Saved entries:
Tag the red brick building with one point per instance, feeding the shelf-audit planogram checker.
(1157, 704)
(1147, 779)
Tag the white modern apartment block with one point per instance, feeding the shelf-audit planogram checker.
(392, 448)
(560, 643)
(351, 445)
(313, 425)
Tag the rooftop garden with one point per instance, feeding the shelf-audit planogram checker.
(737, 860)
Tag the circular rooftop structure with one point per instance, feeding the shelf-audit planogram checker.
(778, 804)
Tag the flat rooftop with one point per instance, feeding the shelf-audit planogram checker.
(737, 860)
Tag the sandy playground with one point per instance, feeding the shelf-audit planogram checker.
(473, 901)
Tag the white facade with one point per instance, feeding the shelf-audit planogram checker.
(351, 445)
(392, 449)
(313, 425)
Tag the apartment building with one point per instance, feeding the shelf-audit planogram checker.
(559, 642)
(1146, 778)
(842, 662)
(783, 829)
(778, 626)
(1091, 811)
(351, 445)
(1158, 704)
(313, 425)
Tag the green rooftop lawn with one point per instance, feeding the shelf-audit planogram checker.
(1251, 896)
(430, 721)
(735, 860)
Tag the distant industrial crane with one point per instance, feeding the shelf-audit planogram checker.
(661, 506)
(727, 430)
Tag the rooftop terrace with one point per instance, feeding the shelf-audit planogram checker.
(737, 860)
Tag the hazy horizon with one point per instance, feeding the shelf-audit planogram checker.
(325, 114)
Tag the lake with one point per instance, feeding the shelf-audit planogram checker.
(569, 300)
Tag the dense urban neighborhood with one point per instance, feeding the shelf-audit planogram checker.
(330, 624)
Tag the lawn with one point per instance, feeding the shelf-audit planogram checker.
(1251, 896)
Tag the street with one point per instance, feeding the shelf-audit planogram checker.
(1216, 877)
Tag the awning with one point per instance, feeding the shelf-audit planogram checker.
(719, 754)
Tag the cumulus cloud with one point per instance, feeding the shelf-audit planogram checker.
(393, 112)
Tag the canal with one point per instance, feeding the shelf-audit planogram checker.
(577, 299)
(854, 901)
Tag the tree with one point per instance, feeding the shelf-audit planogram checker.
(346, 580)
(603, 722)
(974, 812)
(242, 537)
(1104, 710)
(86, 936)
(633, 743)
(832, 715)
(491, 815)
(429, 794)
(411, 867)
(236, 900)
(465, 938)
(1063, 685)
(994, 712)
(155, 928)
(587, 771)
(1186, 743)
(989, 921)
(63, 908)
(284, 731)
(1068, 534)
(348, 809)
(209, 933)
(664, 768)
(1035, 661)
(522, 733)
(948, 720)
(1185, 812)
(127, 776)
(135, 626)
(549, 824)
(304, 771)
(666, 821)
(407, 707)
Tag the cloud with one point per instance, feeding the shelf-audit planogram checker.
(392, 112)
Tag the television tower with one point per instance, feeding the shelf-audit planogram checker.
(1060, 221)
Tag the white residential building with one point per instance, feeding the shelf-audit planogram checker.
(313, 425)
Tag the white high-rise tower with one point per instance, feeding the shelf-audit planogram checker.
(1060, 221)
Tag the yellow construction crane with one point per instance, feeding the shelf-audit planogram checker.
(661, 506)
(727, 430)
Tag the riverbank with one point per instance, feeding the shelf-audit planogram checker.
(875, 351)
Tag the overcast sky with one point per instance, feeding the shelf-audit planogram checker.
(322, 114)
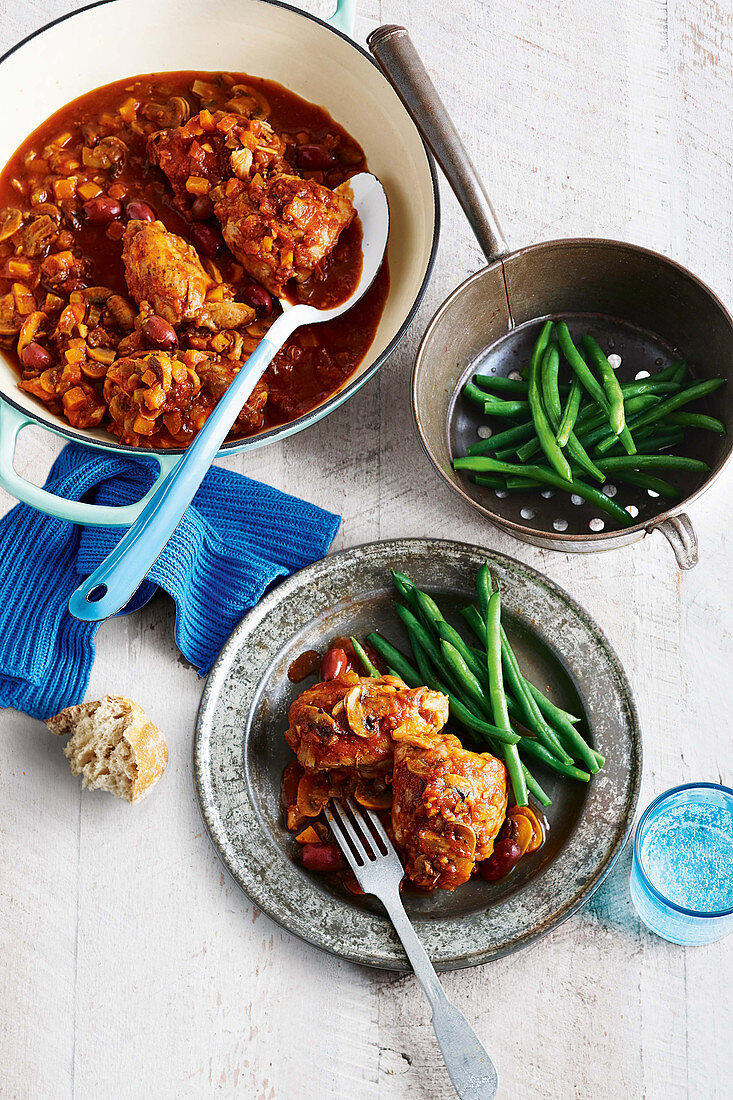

*EXERCISE BRIEF*: Return the records word for word, leaving every picture out of the copy.

*ANSWER TO THIS TASK*:
Tag the red brick building with one point per instance, feeding the shelf-audit planogram checker.
(1157, 704)
(1147, 779)
Tag the white modern apartment block with one point per instance, feeding the shelf-audit planogram checker.
(392, 448)
(560, 643)
(351, 445)
(313, 425)
Tag the rooftop garden with one point per instance, feeding the shelf-audit planogram checker.
(737, 860)
Tag the circular rooftop structure with one point per instance, feeding the shelf-audit planogram checker.
(778, 804)
Tag the flat rooftop with one point per instance, feeding the shelf-audit planogram checker.
(737, 860)
Tag the sandy playground with one point per instance, feeding the shelf-audit planogram checker.
(473, 901)
Tag the white facade with one point per instance, feeding the shelf-audit planogram checker.
(351, 445)
(392, 449)
(313, 425)
Tag the apartment building with one point per instance, feeding the shelf-audit planogram checker.
(559, 642)
(1146, 778)
(842, 662)
(783, 829)
(778, 626)
(1091, 811)
(351, 445)
(1158, 704)
(313, 425)
Tag the green rooftop lawn with one point per instance, feeding the shelf-audit planogram checker.
(1251, 896)
(430, 721)
(735, 860)
Tag the distant industrial crane with one point per instance, feeding the shelf-audit planogram checker.
(661, 506)
(727, 430)
Tag the rooftop terrace with one point per instance, feeding the shelf-audit planogram checker.
(737, 860)
Tag the hazy horizon with one point per instance, feeding the shelf-audit planogram checker.
(325, 114)
Tag the lake with one point per instance, feeding the shelf-audit planogram checker.
(569, 300)
Tag the dense urban neighborhood with one point per instance, feeding the shelf-audit planogram checker.
(330, 624)
Tag the lawn with one point per instance, feeding the shelf-audit planogram checker.
(1251, 896)
Tag the street with one point per instance, feeding the shelf-audit planogram checker.
(1216, 877)
Tag the awning with one point per instance, feeding the shelf-audit planogram checker.
(719, 754)
Tag the cumulus cloud with one point per instance, feeding the shelf-audit planogram checker.
(393, 112)
Tag the canal with one point per instance, feeding the shelf-audit planogram checker.
(577, 299)
(854, 901)
Tag the tree with one point per instance, feeding the shelf-audit planogram checker.
(346, 580)
(603, 722)
(974, 812)
(242, 537)
(1104, 710)
(86, 936)
(633, 743)
(832, 715)
(491, 815)
(429, 794)
(411, 867)
(236, 900)
(465, 938)
(1063, 685)
(994, 712)
(155, 928)
(587, 771)
(1186, 743)
(989, 921)
(63, 908)
(284, 731)
(1068, 534)
(348, 809)
(209, 933)
(664, 768)
(1035, 661)
(522, 733)
(948, 720)
(1185, 812)
(127, 776)
(135, 626)
(549, 824)
(304, 771)
(666, 821)
(407, 707)
Tag the cloud with one point per instance, feeding the shelf-audit planogram checker.
(392, 112)
Tag the television tower with one point per instance, feeding the shelf-audit planogram checker.
(1060, 221)
Tag the white residential building with one point per instance, feeding the shelf-audit planogram checker.
(313, 425)
Tag the white high-rise tower with one point per instance, feeding the shelf-audit planogram checker.
(1060, 221)
Tag the yellow construction crane with one point per instance, feeding the shelf-audit planogram checker.
(661, 506)
(727, 430)
Tag the riverbank with one point per instance, feeding the shelf-audit planogram checker.
(875, 351)
Tag the overcast sky with one point per instance, feeding the shelf-audit planogram checker.
(322, 114)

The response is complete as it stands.